=== Supplied entries ===
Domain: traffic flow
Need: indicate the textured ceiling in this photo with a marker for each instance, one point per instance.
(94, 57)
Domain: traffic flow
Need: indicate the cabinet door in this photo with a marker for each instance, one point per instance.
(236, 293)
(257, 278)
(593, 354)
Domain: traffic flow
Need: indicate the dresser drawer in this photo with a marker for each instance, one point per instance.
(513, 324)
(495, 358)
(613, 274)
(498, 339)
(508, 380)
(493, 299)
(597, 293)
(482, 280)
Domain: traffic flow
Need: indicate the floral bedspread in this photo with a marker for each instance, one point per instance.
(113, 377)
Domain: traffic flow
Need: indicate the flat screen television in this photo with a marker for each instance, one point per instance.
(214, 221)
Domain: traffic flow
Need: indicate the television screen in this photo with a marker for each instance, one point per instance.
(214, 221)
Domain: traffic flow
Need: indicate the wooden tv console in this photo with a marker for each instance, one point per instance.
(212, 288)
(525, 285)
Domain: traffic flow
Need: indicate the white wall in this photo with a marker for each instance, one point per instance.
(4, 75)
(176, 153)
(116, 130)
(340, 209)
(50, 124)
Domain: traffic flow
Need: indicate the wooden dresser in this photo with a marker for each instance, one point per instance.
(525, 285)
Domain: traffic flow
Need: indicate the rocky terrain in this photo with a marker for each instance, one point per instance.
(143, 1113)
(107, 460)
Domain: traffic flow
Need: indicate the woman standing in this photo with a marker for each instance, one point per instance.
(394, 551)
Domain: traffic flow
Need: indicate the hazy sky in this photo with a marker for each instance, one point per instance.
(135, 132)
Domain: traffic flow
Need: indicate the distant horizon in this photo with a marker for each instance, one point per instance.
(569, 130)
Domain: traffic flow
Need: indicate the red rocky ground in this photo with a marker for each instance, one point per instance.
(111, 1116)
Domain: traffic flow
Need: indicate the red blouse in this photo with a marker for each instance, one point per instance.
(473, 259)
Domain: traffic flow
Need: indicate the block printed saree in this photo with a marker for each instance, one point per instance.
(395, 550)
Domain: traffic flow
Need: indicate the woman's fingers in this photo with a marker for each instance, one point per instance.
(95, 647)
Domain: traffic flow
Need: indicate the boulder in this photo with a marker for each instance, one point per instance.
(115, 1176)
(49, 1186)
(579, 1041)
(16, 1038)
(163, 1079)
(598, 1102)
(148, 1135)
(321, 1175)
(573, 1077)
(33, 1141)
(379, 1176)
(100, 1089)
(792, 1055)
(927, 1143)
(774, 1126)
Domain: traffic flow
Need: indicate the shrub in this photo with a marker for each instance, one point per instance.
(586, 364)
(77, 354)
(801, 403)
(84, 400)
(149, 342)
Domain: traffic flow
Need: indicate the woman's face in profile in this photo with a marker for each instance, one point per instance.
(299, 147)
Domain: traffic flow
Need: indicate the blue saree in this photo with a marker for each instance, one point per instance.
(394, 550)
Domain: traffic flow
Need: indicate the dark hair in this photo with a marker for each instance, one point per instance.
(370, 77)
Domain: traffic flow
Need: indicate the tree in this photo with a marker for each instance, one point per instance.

=== What you need to do ===
In full and without error, transcribe each of the entries.

=== Output of the exercise ===
Domain: traffic flow
Need: indicate the textured ceiling in this photo with a marker for each instance, one point per instance.
(94, 57)
Domain: traffic flow
Need: indicate the cabinet door in this photo with a marker for each instance, one point per instance.
(236, 293)
(257, 278)
(593, 354)
Domain: traffic flow
Need: indicate the dresser drawer in this photo with a marker for each instance, one point per instance.
(513, 324)
(495, 358)
(613, 274)
(498, 339)
(508, 380)
(493, 299)
(597, 293)
(482, 280)
Domain: traffic flow
Need: indicate the floral bedspread in this photo with a marker for each instance, one point per instance.
(113, 377)
Domain: traffic flow
Need: indicate the flat screen television in this photo with a marker for each instance, one point per instance.
(214, 221)
Domain: traffic flow
Need: indicate the television screen in this photo with a marker for each instance, one point per instance.
(214, 221)
Domain: traffic flow
Need: indicate the wooden tv console in this photo with a marker for each instance, one point per instance.
(212, 288)
(525, 285)
Domain: traffic flow
Need: indicate the white wall in this photo with a marker for each instance, one point per instance.
(4, 75)
(176, 153)
(116, 130)
(340, 209)
(50, 124)
Domain: traffic flow
Need: indicate the wooden dresser in this photo with a marker for each instance, one point per instance.
(525, 285)
Domain: traffic flow
Need: indicate the rocky terrain in this photo with a marker for each instance, one point per instance.
(143, 1113)
(107, 460)
Domain: traffic flow
Need: indicate the woman standing in this photo with a marker for each instance, one point per instance.
(394, 551)
Domain: traffic flow
Need: indicate the hazy sky in this photo with a marker for each instance, one point per instance.
(135, 132)
Domain: traffic flow
Need: indicate the distant horizon in this photo with a marker for each instance, one point per instance.
(569, 130)
Domain: traffic flow
Need: indicate the red rocky ground in this photo with a marker for each instance, one point per instance.
(111, 1116)
Domain: traffic flow
Need: indicate the red blouse in this photo with a marker for each instance, one point per instance.
(473, 259)
Domain: traffic flow
Need: indicate the block printed saree in this photo with a marker for each instance, one point per instance.
(395, 550)
Domain: traffic flow
Need: indicate the woman's fingers in this photo with a marker for each instance, one point per instance.
(95, 647)
Domain: traffic flow
Need: indicate the boulder in this photo with a marker for each instance, one point per instance.
(115, 1176)
(49, 1186)
(579, 1041)
(16, 1038)
(163, 1079)
(598, 1102)
(148, 1135)
(321, 1175)
(573, 1077)
(33, 1141)
(379, 1176)
(100, 1089)
(792, 1055)
(927, 1143)
(774, 1126)
Domain: traffic flow
Need: indicate the shrub in this photo with a marker for each instance, one point per instance.
(586, 364)
(77, 354)
(801, 403)
(84, 400)
(149, 342)
Domain: traffic flow
Need: indicate the woman's face in profile in this photo with a marker for each instance, one point per instance.
(299, 147)
Domain: traffic flow
Need: indicate the blue saree in this photo with a marker for each instance, one point per instance.
(394, 550)
Domain: traffic flow
Need: indicate the dark hair in this photo with a marker for each instance, one point per instance.
(370, 77)
Domain: traffic flow
Need: indicate the tree in this photo with a marker for each instance, one point per instance.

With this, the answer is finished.